Quoted text |

In upholding the tenant’s challenge to that decision, the Court noted that the case was of wide importance because such covenants are commonplace in residential leases. Notwithstanding the absolute terms of the covenant, the landlord had power, as between itself and the leaseholder who wished to carry out the works, to license its breach. However, the grant of such a licence, or a decision to waive the requirements of the covenant, would breach obligations the landlord owed to other tenants under the lease. The Court granted a declaration to that effect.
The new and highly controversial Electronic Communications Code – which enables telecommunications equipment to be effectively forced on reluctant landowners – has come under analysis for what is believed to be the first time in a tribunal case.
Two mobile phone operators argued that they urgently needed to install equipment on the roof of a residential block, but faced opposition from the building’s owner, a local authority. The urgency arose because an existing telecommunications site, about 140 metres away on the roof of another building, was under threat. The owner of that building had sought planning permission to redevelop the site and had indicated that it would require the equipment’s removal.
In the circumstances, the operators had applied under the Code, which was created pursuant to the Digital Economy Act 2017, for an agreement to be imposed on the council, requiring it to allow the equipment’s installation. Pending determination of that application, the operators sought an interim order enabling the installation to take place forthwith.
The council argued that it was seriously prejudicial to impose an agreement on a landowner on terms which it would not willingly have accepted. Residents of the block would also inevitably suffer noise, disturbance and inconvenience whilst the equipment was being installed.

What this task involves | Please quote the legal summary word for word, starting at "The new and" and ending at "a tribunal case.". The lines that come next have nothing to do with the legal summary.

Dataset |
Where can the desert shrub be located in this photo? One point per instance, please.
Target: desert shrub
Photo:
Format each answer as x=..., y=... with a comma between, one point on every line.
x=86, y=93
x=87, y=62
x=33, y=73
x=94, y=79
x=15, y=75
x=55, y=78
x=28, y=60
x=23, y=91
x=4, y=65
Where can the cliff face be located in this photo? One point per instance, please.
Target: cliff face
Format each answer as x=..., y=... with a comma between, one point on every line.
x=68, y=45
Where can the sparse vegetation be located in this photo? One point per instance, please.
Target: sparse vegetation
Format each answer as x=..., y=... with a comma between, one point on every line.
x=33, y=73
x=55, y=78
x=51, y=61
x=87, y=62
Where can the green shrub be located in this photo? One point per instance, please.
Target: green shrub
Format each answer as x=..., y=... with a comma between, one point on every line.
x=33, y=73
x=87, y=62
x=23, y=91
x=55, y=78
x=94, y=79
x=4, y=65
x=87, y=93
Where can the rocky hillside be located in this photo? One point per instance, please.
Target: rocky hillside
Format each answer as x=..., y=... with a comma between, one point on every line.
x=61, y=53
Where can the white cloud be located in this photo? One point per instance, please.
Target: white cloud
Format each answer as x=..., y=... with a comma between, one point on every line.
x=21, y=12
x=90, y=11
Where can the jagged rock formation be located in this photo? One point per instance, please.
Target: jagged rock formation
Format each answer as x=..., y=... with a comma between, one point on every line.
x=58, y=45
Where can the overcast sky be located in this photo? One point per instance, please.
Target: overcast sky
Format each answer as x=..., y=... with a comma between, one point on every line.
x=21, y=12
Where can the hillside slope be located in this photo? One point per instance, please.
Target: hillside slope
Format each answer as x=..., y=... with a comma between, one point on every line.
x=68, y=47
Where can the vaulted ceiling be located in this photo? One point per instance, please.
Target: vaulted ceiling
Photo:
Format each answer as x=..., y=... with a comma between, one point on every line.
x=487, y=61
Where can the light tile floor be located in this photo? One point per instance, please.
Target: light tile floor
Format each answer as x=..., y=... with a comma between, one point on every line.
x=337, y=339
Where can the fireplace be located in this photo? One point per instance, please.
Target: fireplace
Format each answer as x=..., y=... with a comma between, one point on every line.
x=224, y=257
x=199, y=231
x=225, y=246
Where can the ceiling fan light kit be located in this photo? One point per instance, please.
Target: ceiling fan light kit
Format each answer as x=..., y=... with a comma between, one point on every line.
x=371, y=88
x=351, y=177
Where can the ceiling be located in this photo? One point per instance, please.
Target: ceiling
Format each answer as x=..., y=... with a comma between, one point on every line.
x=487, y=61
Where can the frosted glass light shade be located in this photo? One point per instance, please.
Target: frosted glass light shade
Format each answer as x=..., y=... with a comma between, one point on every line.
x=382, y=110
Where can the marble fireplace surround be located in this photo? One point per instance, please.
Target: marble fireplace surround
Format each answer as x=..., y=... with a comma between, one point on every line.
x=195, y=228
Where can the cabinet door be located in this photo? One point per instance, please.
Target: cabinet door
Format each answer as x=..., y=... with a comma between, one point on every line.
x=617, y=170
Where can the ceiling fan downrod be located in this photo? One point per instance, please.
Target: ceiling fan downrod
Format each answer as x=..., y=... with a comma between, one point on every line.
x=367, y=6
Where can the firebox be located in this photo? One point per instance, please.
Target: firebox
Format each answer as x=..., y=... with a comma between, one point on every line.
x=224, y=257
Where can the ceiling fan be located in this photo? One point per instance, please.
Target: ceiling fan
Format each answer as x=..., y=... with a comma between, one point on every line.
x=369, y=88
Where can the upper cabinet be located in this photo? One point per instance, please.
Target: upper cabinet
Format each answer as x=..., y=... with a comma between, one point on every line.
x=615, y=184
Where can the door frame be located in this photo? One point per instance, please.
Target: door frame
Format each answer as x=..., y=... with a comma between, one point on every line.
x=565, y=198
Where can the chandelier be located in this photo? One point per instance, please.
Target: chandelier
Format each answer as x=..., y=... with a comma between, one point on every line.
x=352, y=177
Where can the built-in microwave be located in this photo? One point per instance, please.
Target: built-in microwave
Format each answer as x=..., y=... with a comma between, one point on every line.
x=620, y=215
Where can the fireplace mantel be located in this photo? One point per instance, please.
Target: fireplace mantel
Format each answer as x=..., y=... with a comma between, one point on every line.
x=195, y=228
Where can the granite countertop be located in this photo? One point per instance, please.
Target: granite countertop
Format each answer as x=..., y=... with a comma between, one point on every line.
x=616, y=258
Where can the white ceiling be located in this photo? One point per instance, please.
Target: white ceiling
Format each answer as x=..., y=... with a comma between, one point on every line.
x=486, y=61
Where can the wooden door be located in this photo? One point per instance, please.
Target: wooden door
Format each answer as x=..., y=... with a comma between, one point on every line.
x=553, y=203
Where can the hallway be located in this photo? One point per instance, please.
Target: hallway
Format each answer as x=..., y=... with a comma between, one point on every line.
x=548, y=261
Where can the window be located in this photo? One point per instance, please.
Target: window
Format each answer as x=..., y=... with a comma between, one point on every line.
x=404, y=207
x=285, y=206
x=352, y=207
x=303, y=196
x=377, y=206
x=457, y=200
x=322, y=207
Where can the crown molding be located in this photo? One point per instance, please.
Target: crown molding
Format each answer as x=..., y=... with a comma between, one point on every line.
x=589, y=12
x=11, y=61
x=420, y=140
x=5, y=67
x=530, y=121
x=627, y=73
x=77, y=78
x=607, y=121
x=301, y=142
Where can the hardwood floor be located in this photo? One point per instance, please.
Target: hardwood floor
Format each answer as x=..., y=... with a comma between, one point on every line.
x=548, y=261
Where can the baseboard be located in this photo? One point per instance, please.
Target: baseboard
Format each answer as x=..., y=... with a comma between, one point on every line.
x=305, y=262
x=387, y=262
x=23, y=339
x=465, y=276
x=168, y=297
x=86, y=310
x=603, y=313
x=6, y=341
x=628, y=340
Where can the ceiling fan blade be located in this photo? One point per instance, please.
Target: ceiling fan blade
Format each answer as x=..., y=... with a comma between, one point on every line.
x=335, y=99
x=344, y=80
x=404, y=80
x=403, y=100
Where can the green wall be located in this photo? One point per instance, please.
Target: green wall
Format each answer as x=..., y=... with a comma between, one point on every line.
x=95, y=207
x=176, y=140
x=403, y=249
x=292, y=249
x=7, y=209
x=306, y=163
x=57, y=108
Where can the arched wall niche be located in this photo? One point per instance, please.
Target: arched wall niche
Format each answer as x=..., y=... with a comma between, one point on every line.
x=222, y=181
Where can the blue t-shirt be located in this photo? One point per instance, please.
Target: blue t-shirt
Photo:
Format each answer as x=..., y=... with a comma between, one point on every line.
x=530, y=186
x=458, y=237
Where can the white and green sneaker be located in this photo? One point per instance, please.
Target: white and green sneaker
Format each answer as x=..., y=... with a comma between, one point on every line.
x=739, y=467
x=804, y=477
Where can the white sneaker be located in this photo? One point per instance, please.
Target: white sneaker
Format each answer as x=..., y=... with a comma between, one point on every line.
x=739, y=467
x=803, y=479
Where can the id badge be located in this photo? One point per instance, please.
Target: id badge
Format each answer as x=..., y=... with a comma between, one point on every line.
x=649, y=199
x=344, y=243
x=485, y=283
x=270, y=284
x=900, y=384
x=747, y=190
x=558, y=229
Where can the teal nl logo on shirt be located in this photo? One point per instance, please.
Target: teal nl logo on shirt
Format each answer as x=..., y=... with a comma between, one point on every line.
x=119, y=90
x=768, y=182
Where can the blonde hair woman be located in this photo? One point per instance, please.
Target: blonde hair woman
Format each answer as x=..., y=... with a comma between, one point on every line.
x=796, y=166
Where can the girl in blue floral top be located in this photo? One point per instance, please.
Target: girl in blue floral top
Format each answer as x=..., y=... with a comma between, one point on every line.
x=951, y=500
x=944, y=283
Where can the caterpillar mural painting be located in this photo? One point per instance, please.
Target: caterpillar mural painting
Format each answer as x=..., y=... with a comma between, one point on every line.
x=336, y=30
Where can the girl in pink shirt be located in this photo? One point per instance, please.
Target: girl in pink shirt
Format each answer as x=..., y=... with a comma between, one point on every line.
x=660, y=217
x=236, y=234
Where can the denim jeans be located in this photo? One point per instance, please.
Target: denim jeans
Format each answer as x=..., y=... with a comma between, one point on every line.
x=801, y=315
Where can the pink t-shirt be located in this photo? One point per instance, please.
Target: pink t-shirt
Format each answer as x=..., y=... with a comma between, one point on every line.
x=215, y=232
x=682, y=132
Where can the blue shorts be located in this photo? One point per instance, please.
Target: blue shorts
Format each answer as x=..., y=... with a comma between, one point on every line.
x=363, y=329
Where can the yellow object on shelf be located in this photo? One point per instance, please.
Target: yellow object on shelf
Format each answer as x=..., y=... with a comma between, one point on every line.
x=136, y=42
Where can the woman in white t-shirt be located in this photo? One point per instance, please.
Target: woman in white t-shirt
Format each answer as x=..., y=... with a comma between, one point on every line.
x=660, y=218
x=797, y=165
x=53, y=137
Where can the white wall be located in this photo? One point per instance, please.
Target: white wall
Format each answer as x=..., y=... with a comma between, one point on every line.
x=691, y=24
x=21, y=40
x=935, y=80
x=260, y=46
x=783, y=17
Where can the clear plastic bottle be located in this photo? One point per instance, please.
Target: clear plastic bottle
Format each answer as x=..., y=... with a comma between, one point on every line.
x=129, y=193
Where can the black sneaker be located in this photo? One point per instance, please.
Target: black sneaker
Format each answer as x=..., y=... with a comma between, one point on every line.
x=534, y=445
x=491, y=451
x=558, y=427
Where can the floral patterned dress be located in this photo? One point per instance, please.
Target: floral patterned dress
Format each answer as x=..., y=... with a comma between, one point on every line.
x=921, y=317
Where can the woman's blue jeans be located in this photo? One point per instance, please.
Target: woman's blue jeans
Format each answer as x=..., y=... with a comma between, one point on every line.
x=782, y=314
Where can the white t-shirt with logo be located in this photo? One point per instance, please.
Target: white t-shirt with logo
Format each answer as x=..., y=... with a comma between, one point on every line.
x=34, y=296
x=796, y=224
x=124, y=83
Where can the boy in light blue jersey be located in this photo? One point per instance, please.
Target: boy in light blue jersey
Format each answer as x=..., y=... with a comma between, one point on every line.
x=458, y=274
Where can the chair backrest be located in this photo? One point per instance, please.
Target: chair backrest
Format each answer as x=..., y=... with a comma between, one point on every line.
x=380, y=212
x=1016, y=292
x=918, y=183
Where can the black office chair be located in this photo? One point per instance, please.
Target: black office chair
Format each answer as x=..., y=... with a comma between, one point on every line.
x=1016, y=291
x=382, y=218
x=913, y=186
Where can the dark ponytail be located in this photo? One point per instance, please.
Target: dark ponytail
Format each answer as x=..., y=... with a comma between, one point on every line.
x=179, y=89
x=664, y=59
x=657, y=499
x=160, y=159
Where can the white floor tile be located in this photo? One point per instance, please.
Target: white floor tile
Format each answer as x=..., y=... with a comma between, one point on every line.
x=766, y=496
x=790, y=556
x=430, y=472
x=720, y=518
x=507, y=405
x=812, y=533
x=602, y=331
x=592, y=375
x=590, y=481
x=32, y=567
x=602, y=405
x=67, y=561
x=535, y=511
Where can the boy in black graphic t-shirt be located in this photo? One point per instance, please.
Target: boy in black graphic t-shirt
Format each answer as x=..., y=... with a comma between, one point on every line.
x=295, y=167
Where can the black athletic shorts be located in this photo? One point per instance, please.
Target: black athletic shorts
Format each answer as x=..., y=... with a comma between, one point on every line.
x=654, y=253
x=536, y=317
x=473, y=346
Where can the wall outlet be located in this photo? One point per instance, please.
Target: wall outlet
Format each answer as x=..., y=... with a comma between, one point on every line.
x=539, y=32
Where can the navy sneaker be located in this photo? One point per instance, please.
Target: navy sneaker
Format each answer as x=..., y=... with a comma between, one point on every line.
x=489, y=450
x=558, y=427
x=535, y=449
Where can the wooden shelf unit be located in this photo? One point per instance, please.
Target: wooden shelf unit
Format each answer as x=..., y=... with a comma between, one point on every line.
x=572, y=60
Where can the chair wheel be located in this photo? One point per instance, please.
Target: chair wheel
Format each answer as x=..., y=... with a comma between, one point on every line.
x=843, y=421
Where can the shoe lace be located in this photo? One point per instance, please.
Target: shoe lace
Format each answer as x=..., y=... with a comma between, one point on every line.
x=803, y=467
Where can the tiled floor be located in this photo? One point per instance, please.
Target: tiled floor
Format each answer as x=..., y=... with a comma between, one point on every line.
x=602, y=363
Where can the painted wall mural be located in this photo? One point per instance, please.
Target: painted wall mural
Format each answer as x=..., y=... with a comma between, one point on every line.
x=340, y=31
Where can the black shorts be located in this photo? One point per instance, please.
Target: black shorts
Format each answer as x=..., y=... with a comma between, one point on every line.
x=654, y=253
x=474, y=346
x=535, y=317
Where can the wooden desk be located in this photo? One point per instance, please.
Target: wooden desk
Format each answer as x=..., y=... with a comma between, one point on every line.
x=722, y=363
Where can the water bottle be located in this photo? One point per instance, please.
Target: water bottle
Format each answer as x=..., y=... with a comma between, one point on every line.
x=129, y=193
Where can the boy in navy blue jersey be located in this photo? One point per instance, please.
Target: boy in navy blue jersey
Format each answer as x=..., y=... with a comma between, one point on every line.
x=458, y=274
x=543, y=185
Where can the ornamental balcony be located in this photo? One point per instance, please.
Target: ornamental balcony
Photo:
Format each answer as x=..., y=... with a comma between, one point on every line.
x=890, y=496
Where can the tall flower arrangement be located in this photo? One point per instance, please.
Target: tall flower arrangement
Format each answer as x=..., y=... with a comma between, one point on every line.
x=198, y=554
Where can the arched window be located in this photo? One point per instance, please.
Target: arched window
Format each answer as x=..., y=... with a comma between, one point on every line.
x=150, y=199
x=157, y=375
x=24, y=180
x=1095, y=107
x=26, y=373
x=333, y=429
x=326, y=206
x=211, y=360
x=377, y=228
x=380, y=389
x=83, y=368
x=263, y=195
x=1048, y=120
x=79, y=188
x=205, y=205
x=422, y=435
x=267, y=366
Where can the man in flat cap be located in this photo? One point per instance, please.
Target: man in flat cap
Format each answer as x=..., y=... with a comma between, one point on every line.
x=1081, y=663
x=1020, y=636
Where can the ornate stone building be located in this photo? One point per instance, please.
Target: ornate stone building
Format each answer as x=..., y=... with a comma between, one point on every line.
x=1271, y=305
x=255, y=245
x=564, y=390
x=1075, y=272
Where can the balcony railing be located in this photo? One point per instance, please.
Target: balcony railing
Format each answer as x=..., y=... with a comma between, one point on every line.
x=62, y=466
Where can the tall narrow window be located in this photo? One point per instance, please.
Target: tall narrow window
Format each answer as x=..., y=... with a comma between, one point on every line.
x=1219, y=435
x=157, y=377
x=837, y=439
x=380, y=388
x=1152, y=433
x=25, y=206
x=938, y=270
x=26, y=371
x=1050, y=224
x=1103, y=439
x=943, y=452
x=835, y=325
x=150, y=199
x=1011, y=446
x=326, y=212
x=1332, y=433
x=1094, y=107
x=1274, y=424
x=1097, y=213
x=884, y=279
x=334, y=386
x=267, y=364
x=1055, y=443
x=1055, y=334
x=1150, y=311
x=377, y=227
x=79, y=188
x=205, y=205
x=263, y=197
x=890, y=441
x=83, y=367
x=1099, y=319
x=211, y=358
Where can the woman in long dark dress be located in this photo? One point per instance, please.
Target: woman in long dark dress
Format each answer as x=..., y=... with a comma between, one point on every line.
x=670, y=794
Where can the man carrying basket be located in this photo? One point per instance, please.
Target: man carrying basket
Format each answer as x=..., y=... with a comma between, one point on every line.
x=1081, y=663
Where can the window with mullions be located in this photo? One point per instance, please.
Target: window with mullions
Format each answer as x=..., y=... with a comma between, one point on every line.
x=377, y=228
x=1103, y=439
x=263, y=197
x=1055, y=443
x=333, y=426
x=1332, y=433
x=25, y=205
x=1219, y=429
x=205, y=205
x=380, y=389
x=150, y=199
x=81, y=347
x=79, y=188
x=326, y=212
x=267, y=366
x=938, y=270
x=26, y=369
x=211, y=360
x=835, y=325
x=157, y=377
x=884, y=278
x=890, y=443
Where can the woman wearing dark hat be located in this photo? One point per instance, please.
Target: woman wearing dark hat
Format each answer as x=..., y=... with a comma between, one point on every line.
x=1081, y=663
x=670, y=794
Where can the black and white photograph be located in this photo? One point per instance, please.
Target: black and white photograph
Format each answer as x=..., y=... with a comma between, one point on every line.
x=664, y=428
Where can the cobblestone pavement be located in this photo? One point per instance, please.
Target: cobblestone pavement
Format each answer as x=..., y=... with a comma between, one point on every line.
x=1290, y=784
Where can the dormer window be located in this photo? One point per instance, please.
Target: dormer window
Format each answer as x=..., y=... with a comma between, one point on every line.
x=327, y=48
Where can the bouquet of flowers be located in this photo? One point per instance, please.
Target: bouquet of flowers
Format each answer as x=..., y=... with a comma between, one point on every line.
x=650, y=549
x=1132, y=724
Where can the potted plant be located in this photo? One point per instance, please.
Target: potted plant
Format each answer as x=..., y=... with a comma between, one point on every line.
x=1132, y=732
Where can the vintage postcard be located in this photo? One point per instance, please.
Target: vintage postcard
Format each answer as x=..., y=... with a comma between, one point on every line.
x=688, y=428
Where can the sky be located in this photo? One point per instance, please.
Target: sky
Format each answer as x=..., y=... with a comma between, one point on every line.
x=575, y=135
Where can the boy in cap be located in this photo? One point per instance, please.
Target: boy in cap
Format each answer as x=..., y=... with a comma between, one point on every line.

Output below |
The new and highly controversial Electronic Communications Code – which enables telecommunications equipment to be effectively forced on reluctant landowners – has come under analysis for what is believed to be the first time in a tribunal case.